:: Data extract ::
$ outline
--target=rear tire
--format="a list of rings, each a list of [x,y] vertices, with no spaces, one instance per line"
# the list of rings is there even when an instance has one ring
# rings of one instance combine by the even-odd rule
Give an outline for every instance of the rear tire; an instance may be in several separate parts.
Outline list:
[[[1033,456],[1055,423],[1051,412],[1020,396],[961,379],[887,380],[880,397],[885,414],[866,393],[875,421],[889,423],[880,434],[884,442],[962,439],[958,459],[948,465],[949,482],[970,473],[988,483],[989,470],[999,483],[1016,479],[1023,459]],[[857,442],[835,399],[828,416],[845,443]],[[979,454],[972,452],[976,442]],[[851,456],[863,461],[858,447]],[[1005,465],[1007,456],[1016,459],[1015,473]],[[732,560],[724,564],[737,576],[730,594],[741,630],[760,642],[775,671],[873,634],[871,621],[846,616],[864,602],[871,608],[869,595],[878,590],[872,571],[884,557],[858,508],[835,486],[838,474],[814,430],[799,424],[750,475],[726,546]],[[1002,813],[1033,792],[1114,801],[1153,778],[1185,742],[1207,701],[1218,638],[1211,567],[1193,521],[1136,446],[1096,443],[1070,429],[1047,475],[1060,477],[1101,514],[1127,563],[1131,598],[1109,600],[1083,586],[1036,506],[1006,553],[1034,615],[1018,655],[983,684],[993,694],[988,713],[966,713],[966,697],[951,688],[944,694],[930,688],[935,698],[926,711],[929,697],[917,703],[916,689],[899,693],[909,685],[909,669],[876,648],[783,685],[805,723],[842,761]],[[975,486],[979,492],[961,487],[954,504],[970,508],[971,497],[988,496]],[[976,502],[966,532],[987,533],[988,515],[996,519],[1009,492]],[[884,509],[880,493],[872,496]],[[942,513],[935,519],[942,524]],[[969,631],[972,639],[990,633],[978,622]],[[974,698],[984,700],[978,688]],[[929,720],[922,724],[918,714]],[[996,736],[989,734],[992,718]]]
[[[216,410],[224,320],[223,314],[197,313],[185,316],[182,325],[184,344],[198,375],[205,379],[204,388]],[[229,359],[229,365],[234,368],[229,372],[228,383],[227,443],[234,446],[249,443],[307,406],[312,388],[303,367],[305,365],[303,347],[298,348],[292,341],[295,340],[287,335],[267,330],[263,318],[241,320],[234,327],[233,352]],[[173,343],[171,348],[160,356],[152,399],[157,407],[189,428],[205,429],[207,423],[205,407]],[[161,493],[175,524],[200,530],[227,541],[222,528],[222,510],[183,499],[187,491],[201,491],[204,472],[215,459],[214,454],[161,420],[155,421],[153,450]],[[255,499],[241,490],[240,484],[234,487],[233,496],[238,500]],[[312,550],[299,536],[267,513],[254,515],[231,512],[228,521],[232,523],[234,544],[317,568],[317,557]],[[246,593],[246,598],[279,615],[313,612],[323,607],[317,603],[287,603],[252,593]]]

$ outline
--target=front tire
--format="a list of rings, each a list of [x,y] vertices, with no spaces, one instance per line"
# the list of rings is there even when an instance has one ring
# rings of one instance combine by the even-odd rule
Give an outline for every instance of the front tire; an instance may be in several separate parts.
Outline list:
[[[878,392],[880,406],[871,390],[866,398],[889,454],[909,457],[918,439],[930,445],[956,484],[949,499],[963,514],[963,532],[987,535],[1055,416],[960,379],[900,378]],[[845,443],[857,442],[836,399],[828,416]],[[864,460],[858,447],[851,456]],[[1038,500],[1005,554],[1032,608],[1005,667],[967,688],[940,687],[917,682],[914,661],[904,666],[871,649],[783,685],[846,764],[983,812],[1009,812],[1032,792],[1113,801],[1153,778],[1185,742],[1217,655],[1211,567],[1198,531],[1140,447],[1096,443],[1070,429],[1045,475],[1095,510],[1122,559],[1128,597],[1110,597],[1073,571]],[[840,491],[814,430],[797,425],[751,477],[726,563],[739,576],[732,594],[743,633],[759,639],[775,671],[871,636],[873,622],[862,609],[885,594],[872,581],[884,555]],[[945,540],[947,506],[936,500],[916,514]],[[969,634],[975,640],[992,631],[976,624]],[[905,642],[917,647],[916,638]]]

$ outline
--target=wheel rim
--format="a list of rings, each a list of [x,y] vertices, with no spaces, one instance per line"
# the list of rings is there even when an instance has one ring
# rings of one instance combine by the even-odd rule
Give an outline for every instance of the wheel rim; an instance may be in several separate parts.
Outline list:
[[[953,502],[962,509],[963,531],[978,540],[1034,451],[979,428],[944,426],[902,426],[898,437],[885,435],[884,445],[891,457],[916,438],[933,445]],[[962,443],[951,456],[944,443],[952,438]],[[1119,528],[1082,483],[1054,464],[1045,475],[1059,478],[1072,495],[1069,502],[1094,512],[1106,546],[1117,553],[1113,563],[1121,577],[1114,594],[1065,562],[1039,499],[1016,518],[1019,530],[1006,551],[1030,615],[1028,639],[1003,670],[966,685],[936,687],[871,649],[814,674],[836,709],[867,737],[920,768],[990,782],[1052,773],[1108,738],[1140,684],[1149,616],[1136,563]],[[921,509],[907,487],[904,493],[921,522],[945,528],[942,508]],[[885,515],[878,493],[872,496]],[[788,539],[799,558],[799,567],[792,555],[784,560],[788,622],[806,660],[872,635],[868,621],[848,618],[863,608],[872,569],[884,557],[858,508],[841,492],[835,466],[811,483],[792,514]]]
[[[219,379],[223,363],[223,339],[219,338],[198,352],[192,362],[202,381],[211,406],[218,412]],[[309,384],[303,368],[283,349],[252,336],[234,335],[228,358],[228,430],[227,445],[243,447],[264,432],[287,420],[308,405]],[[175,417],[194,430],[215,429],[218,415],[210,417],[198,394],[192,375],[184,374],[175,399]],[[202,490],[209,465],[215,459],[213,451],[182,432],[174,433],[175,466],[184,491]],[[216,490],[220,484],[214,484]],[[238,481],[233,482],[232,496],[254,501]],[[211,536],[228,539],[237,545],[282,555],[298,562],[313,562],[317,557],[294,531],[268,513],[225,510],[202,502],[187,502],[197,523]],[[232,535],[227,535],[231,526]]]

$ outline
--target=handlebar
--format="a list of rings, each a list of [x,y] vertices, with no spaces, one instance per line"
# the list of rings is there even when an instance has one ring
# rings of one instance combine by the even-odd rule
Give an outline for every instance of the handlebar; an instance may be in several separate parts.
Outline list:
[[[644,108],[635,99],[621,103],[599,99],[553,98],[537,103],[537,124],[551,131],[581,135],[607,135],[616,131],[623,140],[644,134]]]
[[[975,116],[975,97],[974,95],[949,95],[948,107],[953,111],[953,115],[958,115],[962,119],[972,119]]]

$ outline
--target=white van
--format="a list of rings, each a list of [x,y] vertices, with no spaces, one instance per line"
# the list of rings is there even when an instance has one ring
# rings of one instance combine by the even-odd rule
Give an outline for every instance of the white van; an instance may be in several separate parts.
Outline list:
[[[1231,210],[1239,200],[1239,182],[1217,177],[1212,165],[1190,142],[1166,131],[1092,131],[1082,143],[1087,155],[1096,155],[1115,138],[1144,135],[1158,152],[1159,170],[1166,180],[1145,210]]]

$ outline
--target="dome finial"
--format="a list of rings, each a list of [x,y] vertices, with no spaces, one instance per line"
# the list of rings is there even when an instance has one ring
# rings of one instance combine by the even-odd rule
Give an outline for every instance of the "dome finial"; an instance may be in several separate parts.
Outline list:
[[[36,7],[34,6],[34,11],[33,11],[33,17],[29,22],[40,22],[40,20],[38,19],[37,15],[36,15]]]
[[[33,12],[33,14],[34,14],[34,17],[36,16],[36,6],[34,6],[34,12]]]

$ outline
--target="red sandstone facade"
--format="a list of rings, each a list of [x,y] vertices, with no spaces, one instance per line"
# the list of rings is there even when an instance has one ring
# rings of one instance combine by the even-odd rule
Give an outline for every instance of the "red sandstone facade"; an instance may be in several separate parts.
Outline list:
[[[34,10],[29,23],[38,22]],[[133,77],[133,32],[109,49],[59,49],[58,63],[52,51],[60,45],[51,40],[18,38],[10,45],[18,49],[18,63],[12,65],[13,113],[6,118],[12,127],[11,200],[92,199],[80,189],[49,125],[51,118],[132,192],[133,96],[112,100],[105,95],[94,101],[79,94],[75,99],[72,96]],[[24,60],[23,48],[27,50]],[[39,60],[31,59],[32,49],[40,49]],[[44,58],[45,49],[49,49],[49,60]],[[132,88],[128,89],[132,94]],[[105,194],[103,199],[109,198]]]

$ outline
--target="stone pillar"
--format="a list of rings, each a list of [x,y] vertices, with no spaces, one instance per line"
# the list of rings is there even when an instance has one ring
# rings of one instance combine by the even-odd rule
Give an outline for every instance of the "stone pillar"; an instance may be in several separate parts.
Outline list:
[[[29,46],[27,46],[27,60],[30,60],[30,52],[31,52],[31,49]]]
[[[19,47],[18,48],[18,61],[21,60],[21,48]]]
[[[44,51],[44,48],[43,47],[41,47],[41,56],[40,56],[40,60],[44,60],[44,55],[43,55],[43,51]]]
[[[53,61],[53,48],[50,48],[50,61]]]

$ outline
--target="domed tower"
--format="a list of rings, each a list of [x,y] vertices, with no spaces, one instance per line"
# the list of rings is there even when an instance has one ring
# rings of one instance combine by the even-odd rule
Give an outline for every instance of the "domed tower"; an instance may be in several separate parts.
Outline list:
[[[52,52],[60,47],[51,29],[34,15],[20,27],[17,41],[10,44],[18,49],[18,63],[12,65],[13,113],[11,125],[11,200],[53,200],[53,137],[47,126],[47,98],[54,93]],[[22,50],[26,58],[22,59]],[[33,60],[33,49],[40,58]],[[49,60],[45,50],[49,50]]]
:::
Exercise prompt: Tally the lines of the material above that contain the string "wheel", treating case as significant, and give only the number.

Final result: 2